**EXERCISE DIRECTIONS:** Please retype each line of the records below character for character, keeping every record.

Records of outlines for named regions
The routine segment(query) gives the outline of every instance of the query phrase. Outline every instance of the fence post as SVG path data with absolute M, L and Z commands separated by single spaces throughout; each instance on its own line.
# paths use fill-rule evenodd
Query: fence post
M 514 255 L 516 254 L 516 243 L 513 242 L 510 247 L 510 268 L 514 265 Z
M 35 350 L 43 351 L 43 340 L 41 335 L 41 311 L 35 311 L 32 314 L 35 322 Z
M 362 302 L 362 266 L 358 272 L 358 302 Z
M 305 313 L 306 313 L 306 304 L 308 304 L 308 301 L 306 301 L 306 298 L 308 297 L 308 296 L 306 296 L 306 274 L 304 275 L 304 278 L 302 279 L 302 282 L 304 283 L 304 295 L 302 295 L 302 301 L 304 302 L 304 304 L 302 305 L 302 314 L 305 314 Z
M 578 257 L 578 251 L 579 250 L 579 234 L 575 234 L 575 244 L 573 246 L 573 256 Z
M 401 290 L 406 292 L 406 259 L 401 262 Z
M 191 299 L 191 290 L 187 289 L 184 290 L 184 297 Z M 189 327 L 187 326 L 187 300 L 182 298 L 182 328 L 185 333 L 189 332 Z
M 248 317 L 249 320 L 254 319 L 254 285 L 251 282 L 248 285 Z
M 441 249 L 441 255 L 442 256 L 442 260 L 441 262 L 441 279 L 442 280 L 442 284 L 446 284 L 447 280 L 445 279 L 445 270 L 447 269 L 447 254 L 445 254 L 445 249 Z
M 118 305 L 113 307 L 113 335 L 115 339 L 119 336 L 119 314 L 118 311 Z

**TASK OUTPUT:**
The routine segment(query) gives the outline of every instance of the query phrase. Outline every instance of the fence post as SVG path data with absolute M, L and Z commands separated by single spaces throughout; each instance on its own line.
# paths use fill-rule evenodd
Query: fence post
M 514 255 L 516 254 L 516 243 L 513 242 L 510 247 L 510 268 L 514 265 Z
M 35 350 L 43 351 L 43 340 L 41 335 L 41 311 L 35 311 L 32 314 L 35 322 Z
M 362 302 L 362 266 L 358 272 L 358 302 Z
M 305 313 L 306 313 L 306 304 L 308 304 L 308 301 L 306 301 L 306 298 L 308 297 L 308 296 L 306 296 L 306 274 L 304 275 L 304 278 L 302 279 L 302 282 L 304 283 L 304 295 L 302 295 L 302 301 L 304 302 L 304 304 L 302 305 L 302 314 L 305 314 Z
M 578 257 L 578 251 L 579 250 L 579 234 L 575 234 L 575 244 L 573 246 L 573 256 Z
M 401 290 L 406 292 L 406 259 L 401 262 Z
M 191 299 L 191 290 L 187 289 L 184 290 L 184 297 Z M 189 327 L 187 326 L 187 300 L 182 298 L 182 328 L 185 333 L 189 332 Z
M 248 317 L 249 320 L 254 319 L 254 285 L 251 282 L 248 285 Z
M 441 249 L 441 255 L 442 256 L 442 260 L 441 262 L 441 279 L 442 280 L 442 284 L 446 284 L 447 280 L 445 279 L 445 270 L 447 269 L 447 254 L 445 254 L 445 249 Z
M 118 305 L 113 307 L 113 335 L 115 339 L 119 336 L 119 314 L 118 311 Z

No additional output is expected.